**What to produce**
Transcribe all of the data, leaving nothing out and changing nothing.

[Recorded data]
--- --- ---

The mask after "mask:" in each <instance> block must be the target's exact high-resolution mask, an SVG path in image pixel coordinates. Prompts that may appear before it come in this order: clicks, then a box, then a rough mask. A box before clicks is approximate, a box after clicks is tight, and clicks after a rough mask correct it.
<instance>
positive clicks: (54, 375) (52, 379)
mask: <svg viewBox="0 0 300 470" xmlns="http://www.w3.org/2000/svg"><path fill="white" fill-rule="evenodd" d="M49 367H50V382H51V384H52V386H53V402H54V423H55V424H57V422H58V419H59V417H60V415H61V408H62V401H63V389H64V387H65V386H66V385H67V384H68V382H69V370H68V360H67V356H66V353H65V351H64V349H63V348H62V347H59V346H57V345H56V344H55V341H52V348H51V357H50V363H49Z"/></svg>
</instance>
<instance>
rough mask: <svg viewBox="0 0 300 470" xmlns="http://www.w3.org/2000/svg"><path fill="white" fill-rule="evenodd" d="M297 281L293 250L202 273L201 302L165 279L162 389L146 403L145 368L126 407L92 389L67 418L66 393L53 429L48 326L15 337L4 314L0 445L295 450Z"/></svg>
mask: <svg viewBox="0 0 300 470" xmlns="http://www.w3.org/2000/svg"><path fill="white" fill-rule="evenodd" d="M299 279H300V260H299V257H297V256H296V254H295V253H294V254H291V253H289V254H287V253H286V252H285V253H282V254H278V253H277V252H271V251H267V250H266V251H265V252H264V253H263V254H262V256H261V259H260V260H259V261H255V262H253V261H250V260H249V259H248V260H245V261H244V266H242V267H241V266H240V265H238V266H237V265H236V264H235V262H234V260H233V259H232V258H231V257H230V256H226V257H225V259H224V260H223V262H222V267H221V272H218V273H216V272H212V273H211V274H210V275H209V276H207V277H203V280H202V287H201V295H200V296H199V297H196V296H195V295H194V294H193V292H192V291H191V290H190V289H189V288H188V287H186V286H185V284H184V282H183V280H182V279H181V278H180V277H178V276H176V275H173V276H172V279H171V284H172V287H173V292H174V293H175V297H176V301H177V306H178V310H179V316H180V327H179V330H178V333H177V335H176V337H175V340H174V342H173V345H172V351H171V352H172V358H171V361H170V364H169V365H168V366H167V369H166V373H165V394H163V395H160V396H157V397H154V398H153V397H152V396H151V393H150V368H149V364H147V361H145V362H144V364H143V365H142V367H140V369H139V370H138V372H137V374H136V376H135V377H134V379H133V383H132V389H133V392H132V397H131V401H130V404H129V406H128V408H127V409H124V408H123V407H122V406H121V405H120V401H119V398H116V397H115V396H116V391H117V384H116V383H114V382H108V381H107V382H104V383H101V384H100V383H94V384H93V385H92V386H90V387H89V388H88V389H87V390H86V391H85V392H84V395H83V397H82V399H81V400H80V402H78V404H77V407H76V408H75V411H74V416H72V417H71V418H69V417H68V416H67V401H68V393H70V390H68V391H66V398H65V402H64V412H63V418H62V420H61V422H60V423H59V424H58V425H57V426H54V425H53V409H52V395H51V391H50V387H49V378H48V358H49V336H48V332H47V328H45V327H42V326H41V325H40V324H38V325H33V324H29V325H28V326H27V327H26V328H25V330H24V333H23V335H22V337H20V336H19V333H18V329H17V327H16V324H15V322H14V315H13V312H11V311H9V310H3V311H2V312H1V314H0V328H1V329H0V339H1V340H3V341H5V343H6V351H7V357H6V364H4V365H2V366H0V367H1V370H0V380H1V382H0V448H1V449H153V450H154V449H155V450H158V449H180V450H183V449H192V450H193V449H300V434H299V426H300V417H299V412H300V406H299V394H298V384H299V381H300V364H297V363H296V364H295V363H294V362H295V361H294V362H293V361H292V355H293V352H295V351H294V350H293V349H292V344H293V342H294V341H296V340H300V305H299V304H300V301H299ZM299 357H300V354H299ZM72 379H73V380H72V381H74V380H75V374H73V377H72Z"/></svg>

--- --- ---

**Solution below**
The mask after "mask:" in each <instance> block must be the target's exact high-resolution mask, an SVG path in image pixel coordinates. Prompts that may appear before it come in this order: clicks, then a box, then a rough mask. A box before clicks is approximate, a box after clicks is tight, and clicks after a rough mask correct it.
<instance>
positive clicks: (54, 375) (52, 379)
mask: <svg viewBox="0 0 300 470" xmlns="http://www.w3.org/2000/svg"><path fill="white" fill-rule="evenodd" d="M49 367H50V382H51V384H52V386H53V402H54V423H55V424H57V422H58V419H59V417H60V415H61V408H62V401H63V389H64V387H65V386H66V385H67V384H68V382H69V370H68V360H67V356H66V353H65V351H64V349H63V348H62V347H59V346H57V345H56V344H55V341H52V348H51V357H50V363H49Z"/></svg>
</instance>
<instance>
rough mask: <svg viewBox="0 0 300 470" xmlns="http://www.w3.org/2000/svg"><path fill="white" fill-rule="evenodd" d="M297 281L293 250L202 273L201 302L165 279L162 389L146 403L145 368L126 407L92 389L67 418L66 393L53 429L48 326L15 337L4 314L0 445L295 450Z"/></svg>
mask: <svg viewBox="0 0 300 470" xmlns="http://www.w3.org/2000/svg"><path fill="white" fill-rule="evenodd" d="M299 279H300V260H299V257H297V256H296V254H295V253H294V254H291V253H289V254H287V253H286V252H285V253H282V254H278V253H277V252H271V251H267V250H266V251H265V252H264V253H263V254H262V256H261V259H260V260H259V261H255V262H253V261H250V260H249V259H248V260H245V261H244V266H242V267H241V266H240V265H238V266H237V265H236V264H235V262H234V260H233V259H232V258H231V257H230V256H226V257H225V259H224V260H223V262H222V267H221V272H218V273H216V272H212V273H211V274H210V275H209V276H207V277H203V280H202V287H201V295H200V296H199V297H196V296H195V295H194V294H193V292H192V291H191V290H190V289H189V288H188V287H186V286H185V284H184V282H183V280H182V279H181V278H180V277H178V276H176V275H173V276H172V279H171V284H172V287H173V292H174V293H175V297H176V301H177V306H178V310H179V316H180V327H179V330H178V333H177V335H176V337H175V340H174V342H173V345H172V351H171V352H172V358H171V361H170V364H169V365H168V366H167V369H166V373H165V394H163V395H160V396H157V397H154V398H153V397H152V396H151V393H150V368H149V364H147V361H145V362H144V364H143V365H142V367H140V369H139V370H138V372H137V374H136V376H135V377H134V379H133V383H132V389H133V392H132V397H131V401H130V404H129V406H128V408H127V409H124V408H123V407H122V406H121V405H120V401H119V398H116V397H115V396H116V391H117V384H116V383H114V382H108V381H107V382H104V383H101V384H100V383H94V384H93V385H92V386H90V387H89V388H88V389H87V390H86V391H85V392H84V395H83V397H82V399H81V400H80V402H78V404H77V407H76V408H75V411H74V416H72V417H71V418H69V417H68V416H67V401H68V393H70V390H68V391H66V398H65V402H64V412H63V418H62V420H61V422H60V423H59V424H58V425H57V426H54V425H53V409H52V395H51V391H50V387H49V378H48V358H49V336H48V332H47V328H45V327H42V326H41V325H40V324H38V325H33V324H29V325H28V326H27V327H26V328H25V330H24V333H23V335H22V337H20V336H19V333H18V329H17V327H16V324H15V322H14V315H13V312H11V311H9V310H3V311H2V312H1V314H0V328H1V329H0V339H1V340H3V341H5V343H6V351H7V357H6V364H4V365H2V366H0V367H1V370H0V380H1V382H0V448H1V449H153V450H154V449H155V450H158V449H180V450H183V449H192V450H193V449H300V434H299V426H300V417H299V412H300V406H299V394H298V384H299V381H300V364H297V363H296V364H295V363H294V362H295V361H294V362H293V361H292V355H293V352H295V351H294V350H293V349H292V344H293V342H294V341H296V340H300V305H299V304H300V301H299ZM299 357H300V354H299ZM72 379H73V380H72V381H74V380H75V374H73V377H72Z"/></svg>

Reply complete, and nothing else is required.